- Document excerpt
※

Q: What do same-sex couples, the Maine Legislature and Tom Brady have in common?

A: This summer, they all won significant judicial victories that are worthy of our celebration.

GORHAM — So much of the news we’ve read and seen in the summer of 2015 has been bleak and disheartening, with violence, rancor and scandal seeming to dominate the headlines like dark clouds.

But the summer’s tidings have also brought us a few dazzlingly bright moments, seen most dramatically in a series of landmark decisions in our state and federal courts. These rulings should give us all cause to celebrate and affirm that, troubled as the republic may be, our governing institutions can still work as intended.

Three cases in particular have made this a great summer for the judicial branch. In late June, the U.S. Supreme Court affirmed marriage equality for all Americans. In early August, the Maine Supreme Judicial Court reined in our governor’s attempt to run roughshod over the Legislature.

And two weeks ago, a federal judge vacated New England Patriots quarterback Tom Brady’s outrageously unfair four-game suspension.

While these rulings vary widely in their particulars and may appear unrelated, together they perfectly embody what our system of justice is meant to be: a guarantor of our fundamental equality before the law, a check on overreaching government officials and a protector of every citizen’s right to due process.

The June announcement of the U.S. Supreme Court’s Obergefell v. Hodges decision recognizing same-sex couples’ right to marry is a ruling with truly broad reach, for it extends the guarantee of equality under the law to lesbian, gay, bisexual, transgender and questioning individuals in every American community and every American family.

The court affirmed that the Constitution’s promise of equal protection means that the right to choose a marriage partner belongs to the individuals concerned, not to the state.

Though same-sex marriage has not yet been fully embraced in every pocket of America, in short time this case will take its place in the pantheon of American jurisprudence alongside Brown v. Board of Education (1954), which outlawed school segregation, and Loving v. Virginia (1967), which struck down state bans on interracial marriage.

August brought news of the Maine Supreme Judicial Court’s unanimous opinion that 65 bills that Gov. Paul LePage intended to veto had, in fact, become law without his signature.

※

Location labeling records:
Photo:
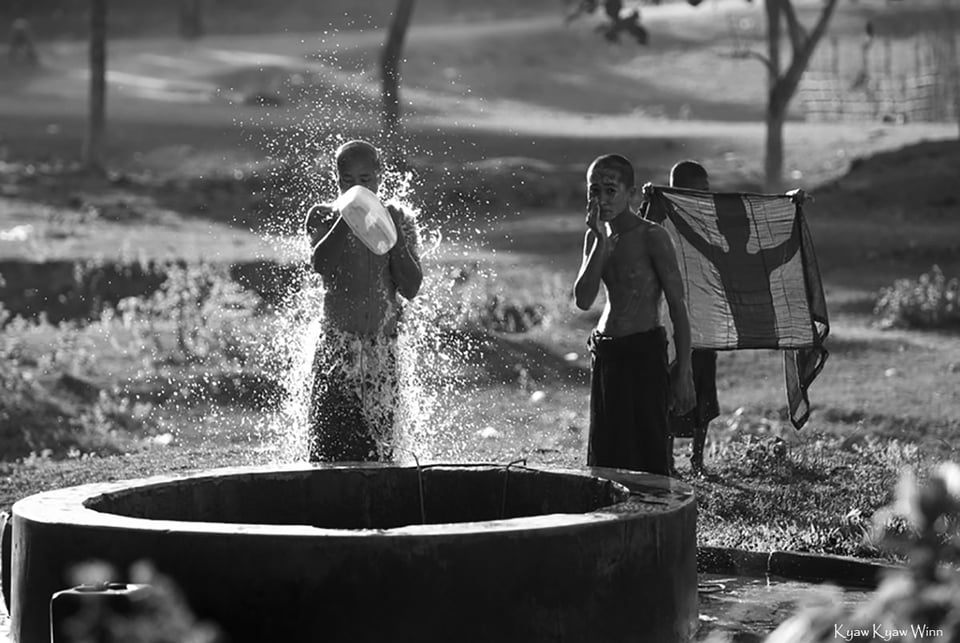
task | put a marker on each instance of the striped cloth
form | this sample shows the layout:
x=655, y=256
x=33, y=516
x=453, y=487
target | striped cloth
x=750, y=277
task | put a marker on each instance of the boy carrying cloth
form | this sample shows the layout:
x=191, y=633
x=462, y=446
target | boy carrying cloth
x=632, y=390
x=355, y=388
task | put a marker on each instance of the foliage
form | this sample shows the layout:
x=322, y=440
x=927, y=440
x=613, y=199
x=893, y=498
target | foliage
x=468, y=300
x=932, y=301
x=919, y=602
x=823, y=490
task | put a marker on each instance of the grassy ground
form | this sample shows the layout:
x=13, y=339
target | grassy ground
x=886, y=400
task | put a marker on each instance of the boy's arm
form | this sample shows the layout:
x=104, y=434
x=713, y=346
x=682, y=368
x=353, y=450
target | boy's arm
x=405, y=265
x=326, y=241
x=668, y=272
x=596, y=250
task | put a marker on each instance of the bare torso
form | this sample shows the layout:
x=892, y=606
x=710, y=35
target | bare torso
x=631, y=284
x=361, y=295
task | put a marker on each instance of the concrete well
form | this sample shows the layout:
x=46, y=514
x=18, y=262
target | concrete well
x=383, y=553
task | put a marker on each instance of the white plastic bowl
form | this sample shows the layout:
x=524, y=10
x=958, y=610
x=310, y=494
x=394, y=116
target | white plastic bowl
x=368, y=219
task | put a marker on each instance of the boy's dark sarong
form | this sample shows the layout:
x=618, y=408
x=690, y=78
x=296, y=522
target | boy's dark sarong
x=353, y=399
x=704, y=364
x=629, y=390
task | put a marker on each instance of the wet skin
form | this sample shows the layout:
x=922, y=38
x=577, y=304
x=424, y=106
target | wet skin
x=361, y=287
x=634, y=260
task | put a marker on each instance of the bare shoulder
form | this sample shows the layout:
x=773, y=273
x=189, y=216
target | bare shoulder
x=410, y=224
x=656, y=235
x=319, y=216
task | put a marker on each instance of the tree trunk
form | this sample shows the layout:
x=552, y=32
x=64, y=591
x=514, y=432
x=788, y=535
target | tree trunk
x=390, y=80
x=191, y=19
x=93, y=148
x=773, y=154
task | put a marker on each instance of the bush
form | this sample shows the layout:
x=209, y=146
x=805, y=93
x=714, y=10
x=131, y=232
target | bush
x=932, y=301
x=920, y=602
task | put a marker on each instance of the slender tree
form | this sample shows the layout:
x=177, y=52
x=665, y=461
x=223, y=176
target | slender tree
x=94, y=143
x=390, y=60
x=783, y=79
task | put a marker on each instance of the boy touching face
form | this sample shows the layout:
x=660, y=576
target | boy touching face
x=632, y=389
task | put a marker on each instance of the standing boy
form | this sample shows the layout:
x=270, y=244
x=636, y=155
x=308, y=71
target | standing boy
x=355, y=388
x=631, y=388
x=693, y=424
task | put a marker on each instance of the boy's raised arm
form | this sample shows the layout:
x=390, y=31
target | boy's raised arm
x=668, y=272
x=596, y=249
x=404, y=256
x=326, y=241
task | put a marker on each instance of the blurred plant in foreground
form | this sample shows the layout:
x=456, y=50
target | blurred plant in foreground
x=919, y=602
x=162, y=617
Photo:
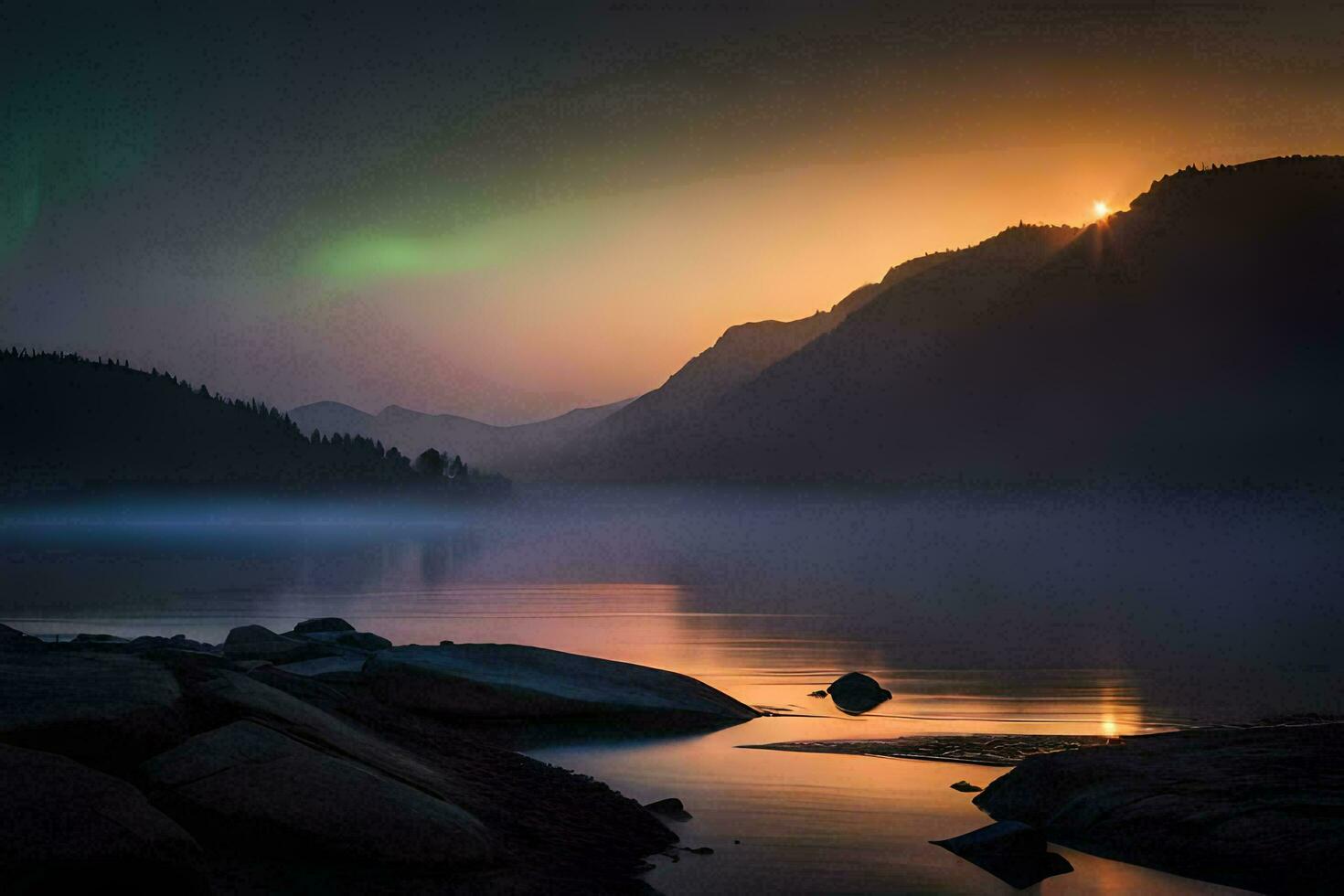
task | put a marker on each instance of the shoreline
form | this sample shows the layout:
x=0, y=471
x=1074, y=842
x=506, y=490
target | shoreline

※

- What you need to do
#1 List every court case the column on the summer's court rulings names with the form "v.".
#2 Rewrite the column on the summer's court rulings, starting with "Q: What do same-sex" and going on through "work as intended.", putting "front pages" in place of "headlines".

- Responses to the tasks
#1
Obergefell v. Hodges
Brown v. Board of Education
Loving v. Virginia

#2
Q: What do same-sex couples, the Maine Legislature and Tom Brady have in common?

A: This summer, they all won significant judicial victories that are worthy of our celebration.

GORHAM — So much of the news we’ve read and seen in the summer of 2015 has been bleak and disheartening, with violence, rancor and scandal seeming to dominate the front pages like dark clouds.

But the summer’s tidings have also brought us a few dazzlingly bright moments, seen most dramatically in a series of landmark decisions in our state and federal courts. These rulings should give us all cause to celebrate and affirm that, troubled as the republic may be, our governing institutions can still work as intended.